— Start Provided passage —

IFRS S1 and S2 consolidate the global ESG reporting landscape
The issuance this summer of the international sustainability standards has created fresh considerations for U.S. companies related to sustainability reporting.
The International Sustainability Standards Board (ISSB), established by the International Financial Reporting Standards (IFRS) Foundation for the purposes of harmonizing global sustainability reporting, issued its first standards on June 26. The ISSB issued IFRS S1 – General Requirements for Disclosure of Sustainability-related Financial Information and IFRS S2 – Climate-related Disclosures. S1 and S2 were developed to help companies meet the sustainability-related information needs of their investors using a single reporting framework.
Relevance for U.S. companies
U.S. companies have numerous reasons to consider how the ISSB standards may affect their existing and future sustainability reporting.
- Establishes a global baseline
Prior to the release of S1 and S2, many companies chose to report under multiple voluntary frameworks with varying consistency. The ISSB standards have addressed this problem by establishing a “global baseline” for sustainability reporting. Jurisdictions are considering mandating the ISSB standards or establishing their own sustainability standards boards to cooperate with the ISSB as a global foundation to build their own standards, according to the ISSB’s Frequently Asked Questions. - Promises alignment across other voluntary frameworks (e.g., CDP)

— End Provided passage —
— Start Material for the task —

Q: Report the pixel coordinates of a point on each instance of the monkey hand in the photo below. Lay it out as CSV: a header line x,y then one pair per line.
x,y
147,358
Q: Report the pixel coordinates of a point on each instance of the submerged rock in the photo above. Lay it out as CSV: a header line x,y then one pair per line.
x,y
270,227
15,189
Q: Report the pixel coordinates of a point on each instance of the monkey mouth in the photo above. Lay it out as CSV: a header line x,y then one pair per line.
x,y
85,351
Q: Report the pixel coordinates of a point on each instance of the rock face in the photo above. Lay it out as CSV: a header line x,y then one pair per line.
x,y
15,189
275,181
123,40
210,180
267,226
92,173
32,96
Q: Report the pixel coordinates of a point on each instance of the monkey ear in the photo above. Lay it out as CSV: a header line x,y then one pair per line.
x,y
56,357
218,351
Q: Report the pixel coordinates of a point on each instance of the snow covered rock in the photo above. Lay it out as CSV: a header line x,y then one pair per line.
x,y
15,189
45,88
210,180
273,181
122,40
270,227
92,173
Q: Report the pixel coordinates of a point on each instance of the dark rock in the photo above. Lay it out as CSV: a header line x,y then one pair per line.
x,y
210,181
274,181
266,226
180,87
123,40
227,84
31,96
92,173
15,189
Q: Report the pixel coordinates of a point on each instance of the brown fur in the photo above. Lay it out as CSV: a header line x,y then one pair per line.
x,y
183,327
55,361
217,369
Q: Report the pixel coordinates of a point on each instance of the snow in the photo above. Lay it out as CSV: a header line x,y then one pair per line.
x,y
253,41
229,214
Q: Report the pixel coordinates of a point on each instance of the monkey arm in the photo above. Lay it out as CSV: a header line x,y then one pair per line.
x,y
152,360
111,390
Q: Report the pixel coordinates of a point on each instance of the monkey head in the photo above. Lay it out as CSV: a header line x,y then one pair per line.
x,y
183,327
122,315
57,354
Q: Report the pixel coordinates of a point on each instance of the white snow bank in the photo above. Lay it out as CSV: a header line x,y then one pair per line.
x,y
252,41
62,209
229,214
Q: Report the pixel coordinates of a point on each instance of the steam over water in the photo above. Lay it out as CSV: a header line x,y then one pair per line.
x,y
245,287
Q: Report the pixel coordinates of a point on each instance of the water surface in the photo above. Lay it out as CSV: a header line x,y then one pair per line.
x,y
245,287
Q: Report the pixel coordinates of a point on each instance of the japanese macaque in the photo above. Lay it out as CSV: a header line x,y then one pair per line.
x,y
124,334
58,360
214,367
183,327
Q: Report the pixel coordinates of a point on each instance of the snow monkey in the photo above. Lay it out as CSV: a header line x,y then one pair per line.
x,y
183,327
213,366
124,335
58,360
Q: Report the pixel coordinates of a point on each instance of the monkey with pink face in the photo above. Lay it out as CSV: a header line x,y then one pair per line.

— End Material for the task —

_Exercise instructions:_
1. Show each line of the records that contains the word "water".
2. Write the next part of the passage on the ISSB sustainability standards, starting after its final sentence.

_Solved problems:_
1.
Q: Report the pixel coordinates of a point on each instance of the steam over water in the photo above. Lay it out as CSV: a header line x,y then one pair per line.
Q: Report the pixel coordinates of a point on each instance of the water surface in the photo above. Lay it out as CSV: a header line x,y then one pair per line.

2.
The Carbon Disclosure Project or CDP, used by 18,700 companies, announced that it will incorporate IFRS S2 into its disclosure methodology. Other organizations, including the European Financial Reporting Advisory Group or EFRAG, which is responsible for developing the European Sustainability Reporting Standards, have made similar commitments to support interoperability with the ISSB. - Replaces the TCFD recommendation
The ISSB standards fully incorporate the TCFD recommendations including disclosures about governance, strategy, risk management, and metrics and targets. Additionally, the IFRS Foundation will assume responsibility for monitoring companies’ progress on climate disclosures beginning in 2024, essentially marking the culmination of the TCFD. - Incorporates the SASB standards:
S1 requires companies to “refer to and consider the applicability of the disclosure topics in the SASB [Sustainability Accounting Standards Board] standards” as part of reporting using the ISSB standards. Additionally, the IFRS Foundation now oversees updates to the SASB standards and is developing a revised methodology to do so. Current SASB reporters can use existing SASB reports to inform their ISSB disclosures.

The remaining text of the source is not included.